== Given records ==

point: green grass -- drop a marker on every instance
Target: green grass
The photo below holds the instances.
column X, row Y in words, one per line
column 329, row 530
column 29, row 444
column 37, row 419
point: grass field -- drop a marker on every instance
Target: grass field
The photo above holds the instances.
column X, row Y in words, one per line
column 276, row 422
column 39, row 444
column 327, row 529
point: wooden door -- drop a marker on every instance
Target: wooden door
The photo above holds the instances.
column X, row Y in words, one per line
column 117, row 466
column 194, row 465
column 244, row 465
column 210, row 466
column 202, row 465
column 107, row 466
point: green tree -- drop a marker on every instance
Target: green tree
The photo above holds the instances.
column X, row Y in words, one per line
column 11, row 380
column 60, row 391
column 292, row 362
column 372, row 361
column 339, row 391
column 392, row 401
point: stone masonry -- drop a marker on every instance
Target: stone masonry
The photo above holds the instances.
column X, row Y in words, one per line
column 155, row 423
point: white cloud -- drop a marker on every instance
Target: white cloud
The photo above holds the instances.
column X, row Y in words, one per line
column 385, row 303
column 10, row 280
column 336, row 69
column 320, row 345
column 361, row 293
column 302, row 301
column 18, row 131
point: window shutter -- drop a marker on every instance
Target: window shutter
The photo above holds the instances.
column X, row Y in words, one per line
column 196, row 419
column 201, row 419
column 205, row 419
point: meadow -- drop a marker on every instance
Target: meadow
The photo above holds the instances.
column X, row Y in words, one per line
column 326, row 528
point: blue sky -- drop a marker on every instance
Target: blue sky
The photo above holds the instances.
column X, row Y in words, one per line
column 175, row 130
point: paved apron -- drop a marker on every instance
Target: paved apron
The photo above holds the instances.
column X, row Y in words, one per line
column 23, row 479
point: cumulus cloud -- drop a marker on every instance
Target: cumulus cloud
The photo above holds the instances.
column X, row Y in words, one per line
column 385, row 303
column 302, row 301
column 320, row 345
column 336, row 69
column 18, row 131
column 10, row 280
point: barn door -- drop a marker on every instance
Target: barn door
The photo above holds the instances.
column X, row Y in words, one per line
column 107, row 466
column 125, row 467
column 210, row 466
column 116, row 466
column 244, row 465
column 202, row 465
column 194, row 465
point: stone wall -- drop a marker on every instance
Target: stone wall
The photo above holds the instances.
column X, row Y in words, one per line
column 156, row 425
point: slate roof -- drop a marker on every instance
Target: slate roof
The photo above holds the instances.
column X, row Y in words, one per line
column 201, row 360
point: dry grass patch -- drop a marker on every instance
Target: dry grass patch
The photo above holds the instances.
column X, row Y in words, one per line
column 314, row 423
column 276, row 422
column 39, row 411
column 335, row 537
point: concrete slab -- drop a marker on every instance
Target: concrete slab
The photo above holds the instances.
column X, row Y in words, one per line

===
== Given records ==

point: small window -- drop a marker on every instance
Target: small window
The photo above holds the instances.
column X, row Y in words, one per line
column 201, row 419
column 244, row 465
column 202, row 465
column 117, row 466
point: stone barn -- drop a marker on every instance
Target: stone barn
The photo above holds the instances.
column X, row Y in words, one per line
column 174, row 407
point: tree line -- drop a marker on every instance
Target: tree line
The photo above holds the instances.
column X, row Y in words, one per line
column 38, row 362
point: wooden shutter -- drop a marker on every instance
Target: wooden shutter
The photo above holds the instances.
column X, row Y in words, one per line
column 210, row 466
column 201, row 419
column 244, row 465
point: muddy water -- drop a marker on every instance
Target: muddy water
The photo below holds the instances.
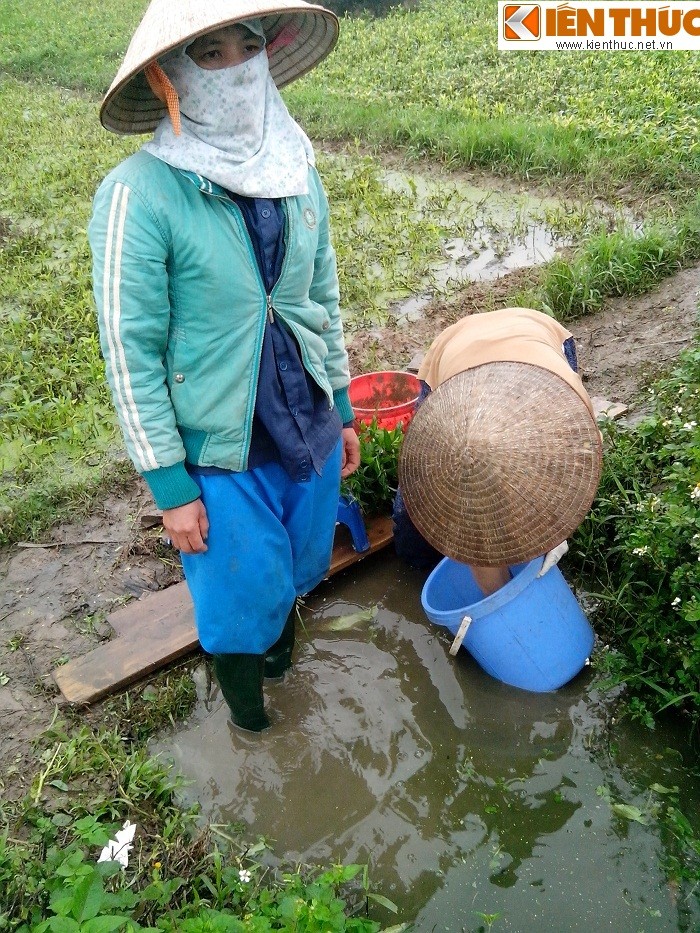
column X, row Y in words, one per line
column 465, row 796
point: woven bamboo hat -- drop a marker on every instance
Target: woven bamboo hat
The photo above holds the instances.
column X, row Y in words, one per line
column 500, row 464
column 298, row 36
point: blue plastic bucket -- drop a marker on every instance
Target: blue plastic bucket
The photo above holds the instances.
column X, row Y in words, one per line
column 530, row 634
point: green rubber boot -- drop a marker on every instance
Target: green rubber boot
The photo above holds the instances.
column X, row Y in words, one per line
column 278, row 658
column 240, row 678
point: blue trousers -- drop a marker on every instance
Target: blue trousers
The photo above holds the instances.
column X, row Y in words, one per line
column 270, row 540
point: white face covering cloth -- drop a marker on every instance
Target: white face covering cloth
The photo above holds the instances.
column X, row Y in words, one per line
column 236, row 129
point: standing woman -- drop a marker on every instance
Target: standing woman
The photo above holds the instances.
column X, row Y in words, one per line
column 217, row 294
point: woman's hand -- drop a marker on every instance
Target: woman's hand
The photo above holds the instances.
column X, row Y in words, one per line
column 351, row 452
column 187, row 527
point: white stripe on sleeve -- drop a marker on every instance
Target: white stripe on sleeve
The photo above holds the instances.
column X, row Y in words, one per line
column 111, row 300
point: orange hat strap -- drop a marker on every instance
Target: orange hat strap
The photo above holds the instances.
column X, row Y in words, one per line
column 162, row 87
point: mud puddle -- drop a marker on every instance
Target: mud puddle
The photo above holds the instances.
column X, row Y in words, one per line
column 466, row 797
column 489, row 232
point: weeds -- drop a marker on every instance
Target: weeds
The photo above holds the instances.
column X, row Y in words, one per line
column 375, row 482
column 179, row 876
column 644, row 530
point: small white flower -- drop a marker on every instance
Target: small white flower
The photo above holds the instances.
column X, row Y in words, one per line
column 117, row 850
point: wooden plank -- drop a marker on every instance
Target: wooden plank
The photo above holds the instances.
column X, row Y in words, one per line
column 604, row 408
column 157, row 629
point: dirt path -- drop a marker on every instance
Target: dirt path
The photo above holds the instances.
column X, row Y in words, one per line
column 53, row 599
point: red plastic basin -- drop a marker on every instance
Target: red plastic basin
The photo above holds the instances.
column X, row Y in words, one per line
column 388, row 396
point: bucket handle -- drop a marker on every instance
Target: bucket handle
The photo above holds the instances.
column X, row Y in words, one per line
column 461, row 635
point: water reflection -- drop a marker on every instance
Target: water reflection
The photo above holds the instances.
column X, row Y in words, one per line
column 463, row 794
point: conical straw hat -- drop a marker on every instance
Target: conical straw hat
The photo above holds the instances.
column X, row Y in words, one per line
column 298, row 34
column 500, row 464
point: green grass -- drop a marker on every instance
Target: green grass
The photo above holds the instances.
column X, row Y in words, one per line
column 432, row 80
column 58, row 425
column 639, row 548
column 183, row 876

===

- [Instructions to follow]: Render the records from the line with "point: wooden shutter" up to and including the line with "column 298, row 36" as a two-column CSV with the headers text and answer. Give one row per record, put each field in quotes with line breaks turned into spaces, and leave the pictures out.

- [Solution]:
text,answer
"point: wooden shutter -- drop a marker on every instance Target: wooden shutter The photo above holds the instances. column X, row Y in words, one per line","column 210, row 466 column 201, row 419 column 244, row 465"
"point: muddy water -- drop a marker on every instance Target: muddy water The photo below holds the instances. column X, row Y in words, one per line","column 465, row 796"
"point: woven bamboo hat -- drop a marker on every instance Target: woven bamboo hat The photo above holds the instances. column X, row Y in words, one per line","column 500, row 464 column 298, row 36"